The only upside to the ongoing Pirates-Reds feud was that it gave Pittsburgh pitchers a chance to prove they could actually hit something. In Chicago, for a mid-September three-game series with the Cubs, it was very decidedly the other way around.

In that series, the Pirate staff managed to surrender an astonishing 47 runs, a giveaway that amounted to a hair under two runs per inning for the duration. Did they lose all three games? Absolutely.

The carnage began, fittingly enough, on Friday the 13th, when manager Clint Hurdle sent Steven Brault out to face a Cubs team trying to hold its tenuous runner-up status in the NL Central and wild card races. Brault did everything possible to assist in that pursuit, surrendering eight hits and 10  earned runs in just two and two-thirds innings. Brault even made his mound opponent, Jon Lester, look good, notwithstanding that Lester gave up four earned run (plus three unearned runs) in just five innings.

The Cubs scored five in the first five more in the third and seven in the fifth to win 17-8. It was the 27th time Pirate pitchers had surrendered double-digit runs, and most assuredly not the last.

The following afternoon, rookie James Marvel – in just his second major league appearance – was sent out to slaughter. The Cubs touched him for four in the second and three more by the time he exited after four innings, trailing 7-1.

His relievers fared no better. There were four of them, and they combined to allow another seven runs as Chicago won 14-1.

Trevor Williams was the Sunday starter, and the Cubs made equal sport of him. He allowed seven earned runs in two and one-third innings of what would eventually become a 16-6 Cubs victory.

The most surprising thing about the Pirate staff’s utter collapse is that it’s not a major league record. Although the data on this sort of thing isn’t complete, it’s known that in June of 1950 the St. Louis Browns managed to allow Boston to score 55 runs in a three-game series, those scores being 20-4, 29-4 and – astonishingly  — a 12-6 Browns win.

§ §

* _Set exercise A_
Answer these questions about the article on the Pirates-Cubs series:
(i) How many runs did the Pirate staff surrender in the three-game series in Chicago?
(ii) Which rookie started the second game of the series?
(iii) How many runs did the St. Louis Browns allow Boston to score in a three-game series in June of 1950?
* _Set exercise B_
How many lines of the listing contain the string "sign"? Reply with the number alone.

* _Data to process_
§ §

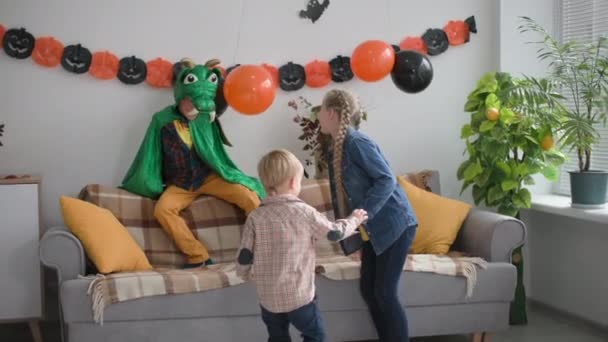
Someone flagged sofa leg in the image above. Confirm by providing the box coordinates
[471,332,492,342]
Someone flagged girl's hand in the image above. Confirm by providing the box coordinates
[352,209,367,224]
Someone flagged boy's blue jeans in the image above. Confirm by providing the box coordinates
[262,298,325,342]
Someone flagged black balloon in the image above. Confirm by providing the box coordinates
[391,50,433,94]
[61,44,92,74]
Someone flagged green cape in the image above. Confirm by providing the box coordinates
[121,105,265,199]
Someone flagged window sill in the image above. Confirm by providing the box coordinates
[531,195,608,223]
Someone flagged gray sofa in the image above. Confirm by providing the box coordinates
[40,173,526,342]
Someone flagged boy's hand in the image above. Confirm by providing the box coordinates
[352,209,367,225]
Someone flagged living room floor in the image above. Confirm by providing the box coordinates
[0,305,608,342]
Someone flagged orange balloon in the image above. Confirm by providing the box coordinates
[262,63,279,86]
[146,57,173,88]
[89,51,119,80]
[224,64,277,115]
[350,40,395,82]
[32,37,63,68]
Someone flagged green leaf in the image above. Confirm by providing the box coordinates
[479,121,496,132]
[460,124,475,139]
[464,97,481,113]
[486,94,500,109]
[524,176,536,185]
[456,160,471,180]
[464,161,483,181]
[488,185,506,205]
[460,181,473,196]
[473,185,485,205]
[495,161,511,177]
[541,165,557,182]
[499,107,515,125]
[475,169,492,187]
[500,179,519,191]
[517,163,530,176]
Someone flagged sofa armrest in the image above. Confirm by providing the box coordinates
[40,227,86,284]
[453,209,526,263]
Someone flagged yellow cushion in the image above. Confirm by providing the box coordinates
[398,176,471,254]
[59,196,152,273]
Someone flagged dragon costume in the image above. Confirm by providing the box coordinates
[121,60,265,267]
[122,60,264,198]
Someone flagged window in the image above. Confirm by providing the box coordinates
[555,0,608,196]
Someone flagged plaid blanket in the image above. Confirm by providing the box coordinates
[88,254,486,324]
[87,263,243,324]
[79,173,486,323]
[316,254,488,298]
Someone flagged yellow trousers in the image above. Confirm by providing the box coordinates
[154,174,260,264]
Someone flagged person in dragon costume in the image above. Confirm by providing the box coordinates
[121,59,265,268]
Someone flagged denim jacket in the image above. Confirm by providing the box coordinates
[326,128,418,255]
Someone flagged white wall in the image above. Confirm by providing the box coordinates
[0,0,499,225]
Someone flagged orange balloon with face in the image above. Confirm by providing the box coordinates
[304,60,331,88]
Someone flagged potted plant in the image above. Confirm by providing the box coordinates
[457,72,565,216]
[519,17,608,207]
[457,72,565,324]
[287,96,367,179]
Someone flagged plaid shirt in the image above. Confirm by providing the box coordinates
[237,195,357,313]
[160,119,211,190]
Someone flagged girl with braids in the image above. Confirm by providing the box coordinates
[318,89,418,342]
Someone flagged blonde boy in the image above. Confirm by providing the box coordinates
[237,150,367,342]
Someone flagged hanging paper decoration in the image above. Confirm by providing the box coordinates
[399,37,427,55]
[391,50,433,93]
[329,55,354,83]
[223,65,277,115]
[89,51,118,80]
[32,37,63,68]
[422,29,448,56]
[350,40,395,82]
[117,56,147,85]
[61,44,93,74]
[262,63,279,87]
[464,16,477,33]
[443,20,470,46]
[304,59,331,88]
[300,0,329,24]
[0,15,477,96]
[226,64,241,77]
[2,28,36,59]
[216,65,226,78]
[146,57,173,88]
[279,62,306,91]
[0,25,6,47]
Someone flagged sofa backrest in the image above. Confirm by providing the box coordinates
[79,171,439,266]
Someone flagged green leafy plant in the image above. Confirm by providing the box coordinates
[457,73,565,216]
[519,17,608,172]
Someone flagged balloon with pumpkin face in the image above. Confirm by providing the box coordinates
[32,37,63,68]
[61,44,93,74]
[304,60,331,88]
[116,56,147,85]
[329,55,354,83]
[2,28,36,59]
[279,62,306,91]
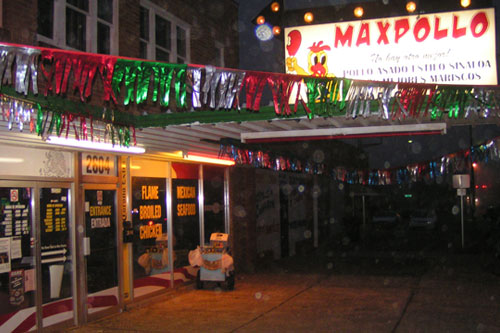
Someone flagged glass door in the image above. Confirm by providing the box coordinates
[38,186,74,327]
[84,188,119,314]
[0,181,74,332]
[0,184,36,332]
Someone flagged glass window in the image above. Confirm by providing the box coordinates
[172,163,200,267]
[177,27,186,58]
[140,0,189,63]
[140,7,149,41]
[67,0,89,12]
[66,7,87,51]
[97,0,113,23]
[97,23,111,54]
[37,0,54,38]
[0,187,36,322]
[156,48,170,62]
[155,15,171,50]
[203,165,226,244]
[130,157,175,298]
[37,0,118,54]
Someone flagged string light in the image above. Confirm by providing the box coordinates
[304,12,314,23]
[406,1,417,13]
[354,7,364,17]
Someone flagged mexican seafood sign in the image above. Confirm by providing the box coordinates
[285,8,497,85]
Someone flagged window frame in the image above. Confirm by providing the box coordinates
[139,0,191,64]
[214,41,226,67]
[37,0,119,55]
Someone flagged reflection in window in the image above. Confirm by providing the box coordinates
[66,7,87,51]
[140,0,189,63]
[37,0,118,54]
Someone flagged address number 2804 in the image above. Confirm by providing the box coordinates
[83,154,114,175]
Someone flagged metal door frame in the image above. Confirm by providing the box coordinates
[78,183,124,324]
[0,177,74,331]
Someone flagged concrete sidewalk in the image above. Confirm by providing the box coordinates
[71,255,500,333]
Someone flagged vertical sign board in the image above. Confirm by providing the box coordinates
[285,8,497,85]
[132,177,169,279]
[172,179,200,265]
[0,188,35,316]
[85,190,118,293]
[82,153,118,176]
[40,188,72,303]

§ §

* _Correct output A_
(i) 47
(ii) James Marvel
(iii) 55

* _Correct output B_
2